**Extracted records**
....
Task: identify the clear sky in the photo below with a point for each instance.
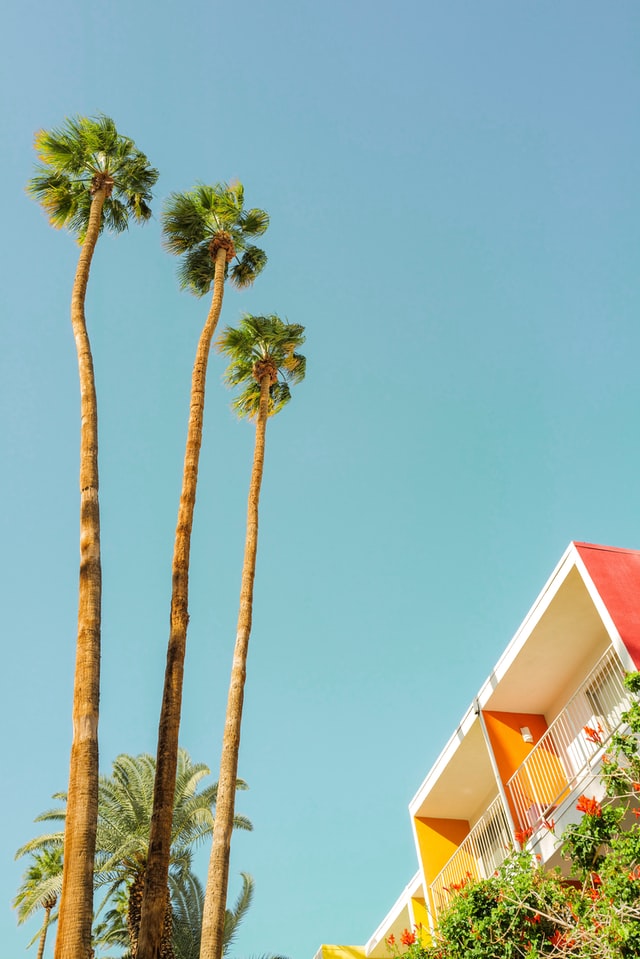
(453, 189)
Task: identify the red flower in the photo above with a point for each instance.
(561, 940)
(521, 835)
(589, 806)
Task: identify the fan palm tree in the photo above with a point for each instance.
(122, 843)
(89, 178)
(40, 887)
(210, 229)
(264, 359)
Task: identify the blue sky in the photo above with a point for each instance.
(455, 209)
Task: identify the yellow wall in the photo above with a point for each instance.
(343, 952)
(438, 839)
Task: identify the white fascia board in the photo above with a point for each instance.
(551, 587)
(443, 759)
(569, 560)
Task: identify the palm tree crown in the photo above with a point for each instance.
(262, 345)
(81, 157)
(197, 223)
(41, 882)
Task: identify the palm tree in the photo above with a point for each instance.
(210, 229)
(89, 178)
(122, 842)
(263, 361)
(41, 885)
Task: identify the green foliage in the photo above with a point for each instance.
(262, 343)
(79, 156)
(192, 220)
(125, 800)
(41, 883)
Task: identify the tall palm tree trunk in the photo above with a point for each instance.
(73, 940)
(154, 899)
(215, 901)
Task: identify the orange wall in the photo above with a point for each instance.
(509, 748)
(422, 919)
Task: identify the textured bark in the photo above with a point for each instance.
(134, 912)
(215, 902)
(73, 940)
(43, 931)
(153, 905)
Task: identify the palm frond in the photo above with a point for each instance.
(262, 339)
(254, 222)
(196, 270)
(190, 221)
(236, 913)
(246, 269)
(71, 156)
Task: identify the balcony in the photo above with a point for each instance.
(559, 760)
(478, 856)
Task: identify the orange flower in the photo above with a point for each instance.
(594, 735)
(521, 835)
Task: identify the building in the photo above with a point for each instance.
(530, 743)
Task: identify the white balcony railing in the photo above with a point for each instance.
(478, 856)
(559, 759)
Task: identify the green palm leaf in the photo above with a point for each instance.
(259, 340)
(190, 223)
(73, 157)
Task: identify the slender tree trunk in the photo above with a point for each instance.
(134, 909)
(73, 940)
(43, 931)
(215, 901)
(154, 900)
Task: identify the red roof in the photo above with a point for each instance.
(616, 575)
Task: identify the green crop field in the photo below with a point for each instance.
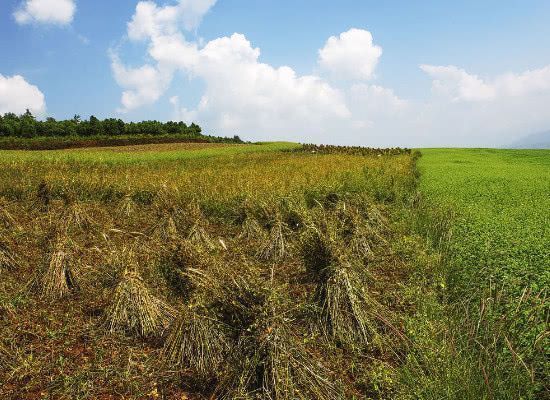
(487, 211)
(273, 271)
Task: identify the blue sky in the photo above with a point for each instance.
(71, 63)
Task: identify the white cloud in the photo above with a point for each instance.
(151, 20)
(16, 95)
(143, 85)
(244, 96)
(60, 12)
(457, 84)
(352, 55)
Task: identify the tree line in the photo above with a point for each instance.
(27, 126)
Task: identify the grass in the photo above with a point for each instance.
(486, 211)
(270, 271)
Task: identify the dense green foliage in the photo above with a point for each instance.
(27, 126)
(487, 212)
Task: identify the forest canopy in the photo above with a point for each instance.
(27, 126)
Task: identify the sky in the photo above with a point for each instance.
(371, 73)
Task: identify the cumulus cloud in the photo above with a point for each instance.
(16, 95)
(247, 96)
(143, 85)
(352, 55)
(243, 95)
(60, 12)
(150, 20)
(457, 84)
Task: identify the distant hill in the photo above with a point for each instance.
(534, 141)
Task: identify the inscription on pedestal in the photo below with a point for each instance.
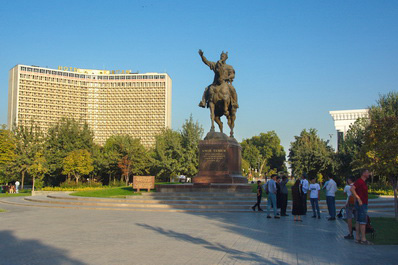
(213, 158)
(143, 182)
(214, 155)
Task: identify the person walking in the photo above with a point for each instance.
(17, 186)
(331, 189)
(297, 201)
(284, 195)
(314, 198)
(259, 196)
(360, 192)
(349, 207)
(271, 188)
(278, 194)
(304, 186)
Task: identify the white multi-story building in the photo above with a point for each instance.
(344, 118)
(111, 102)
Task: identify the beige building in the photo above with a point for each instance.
(111, 102)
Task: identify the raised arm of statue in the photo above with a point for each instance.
(205, 61)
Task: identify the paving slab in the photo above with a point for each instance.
(41, 235)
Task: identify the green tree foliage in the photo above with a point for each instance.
(64, 137)
(264, 152)
(125, 147)
(312, 155)
(191, 134)
(381, 140)
(245, 167)
(168, 155)
(78, 163)
(28, 142)
(37, 170)
(7, 153)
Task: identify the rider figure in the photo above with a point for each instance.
(222, 73)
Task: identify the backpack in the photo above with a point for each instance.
(369, 228)
(351, 200)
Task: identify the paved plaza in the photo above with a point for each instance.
(40, 235)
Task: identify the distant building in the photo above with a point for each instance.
(343, 119)
(111, 102)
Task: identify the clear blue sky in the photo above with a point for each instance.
(294, 60)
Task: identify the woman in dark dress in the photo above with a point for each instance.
(298, 209)
(278, 194)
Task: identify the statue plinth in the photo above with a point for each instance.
(220, 160)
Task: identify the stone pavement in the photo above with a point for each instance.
(39, 235)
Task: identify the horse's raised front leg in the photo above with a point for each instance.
(212, 107)
(231, 123)
(226, 105)
(219, 122)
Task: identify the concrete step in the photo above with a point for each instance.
(92, 204)
(66, 199)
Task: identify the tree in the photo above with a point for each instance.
(28, 142)
(264, 152)
(168, 154)
(312, 155)
(125, 166)
(65, 136)
(7, 152)
(122, 151)
(78, 163)
(191, 134)
(38, 169)
(381, 140)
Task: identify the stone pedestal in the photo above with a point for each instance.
(220, 160)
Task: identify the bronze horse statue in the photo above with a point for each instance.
(220, 105)
(220, 96)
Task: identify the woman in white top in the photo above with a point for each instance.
(349, 207)
(314, 189)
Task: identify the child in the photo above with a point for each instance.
(259, 196)
(314, 198)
....
Update the lines from the one containing "Task: identify the woman in white" through the last line, swapping "woman in white top" for "woman in a white shirt" and keeping everything else the same.

**Exercise output**
Task: identify the woman in a white shirt in the photo above with a point for each instance.
(349, 207)
(314, 189)
Task: identify the child in the photo above with a point for each instance.
(259, 196)
(314, 198)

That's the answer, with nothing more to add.